===== Extract
Amidst the moral and political (and possibly military) catastrophe that is the Gaza assault there are many Israeli apologists who unexpectedly are getting it wrong. I have written regularly about them.
But it also important to highlight those who are getting it right because such writers give us hope that their sanity can have a salutary impact on the discussion. Among them, Sara Roy has a typically passionate and profound column, Israel’s ‘victories’ in Gaza come at a steep price. She writes in part:
I hear the voices of my friends in Gaza…their agony echoes inside me. They weep and moan over the death of their children, some, little girls like mine, taken, their bodies burned and destroyed so senselessly.
One Palestinian friend asked me, “Why did Israel attack when the children were leaving school and the women were in the markets?”
As Jews celebrated the last night of Hanukkah, the Jewish festival of lights commemorating our resurgence as a people, I asked myself: How am I to celebrate my Jewishness while Palestinians are being killed?
…How, in the context of Gaza today, does one speak of reconciliation as a path to liberation, of sympathy as a source of understanding?
It is one thing to take an individual’s land, his home, his livelihood, to denigrate his claims, or ignore his emotions. It is another to destroy his child.
…Our rejection of “the other” will undo us. We must incorporate Palestinians and other Arab peoples into the Jewish understanding of history, because they are a part of that history. We must question our own narrative and the one we have given others, rather than continue to cherish beliefs and sentiments that betray the Jewish ethical tradition.
Jewish intellectuals oppose racism, repression, and injustice almost everywhere in the world and yet it is still unacceptable – indeed, for some, it’s an act of heresy – to oppose it when Israel is the oppressor. This double standard must end.
==========
===== Data for analysis
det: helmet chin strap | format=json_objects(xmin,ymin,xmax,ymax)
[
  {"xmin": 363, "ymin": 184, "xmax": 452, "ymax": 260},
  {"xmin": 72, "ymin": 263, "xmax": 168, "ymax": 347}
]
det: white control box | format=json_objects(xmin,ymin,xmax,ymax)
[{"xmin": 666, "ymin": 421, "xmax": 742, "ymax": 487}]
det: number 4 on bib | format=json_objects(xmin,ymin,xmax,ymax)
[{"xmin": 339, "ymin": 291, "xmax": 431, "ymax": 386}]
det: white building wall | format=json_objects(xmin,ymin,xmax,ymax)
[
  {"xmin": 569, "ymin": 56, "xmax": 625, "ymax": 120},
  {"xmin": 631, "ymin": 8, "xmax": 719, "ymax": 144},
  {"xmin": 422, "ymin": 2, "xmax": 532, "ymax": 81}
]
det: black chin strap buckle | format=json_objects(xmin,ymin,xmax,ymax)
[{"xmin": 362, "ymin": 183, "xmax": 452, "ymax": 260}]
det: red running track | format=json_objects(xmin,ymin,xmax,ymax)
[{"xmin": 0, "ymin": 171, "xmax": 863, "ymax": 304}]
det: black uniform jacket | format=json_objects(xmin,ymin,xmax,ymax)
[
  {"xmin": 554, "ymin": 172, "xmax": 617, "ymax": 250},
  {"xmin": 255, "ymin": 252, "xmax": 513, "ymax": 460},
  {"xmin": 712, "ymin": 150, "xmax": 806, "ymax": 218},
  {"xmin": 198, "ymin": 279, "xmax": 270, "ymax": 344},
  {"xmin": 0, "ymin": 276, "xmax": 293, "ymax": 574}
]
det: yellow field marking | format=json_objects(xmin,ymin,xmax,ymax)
==========
- [Your task] In the text about the Gaza assault, which three things does it say Jewish intellectuals oppose almost everywhere in the world?

- [Reply] racism, repression, injustice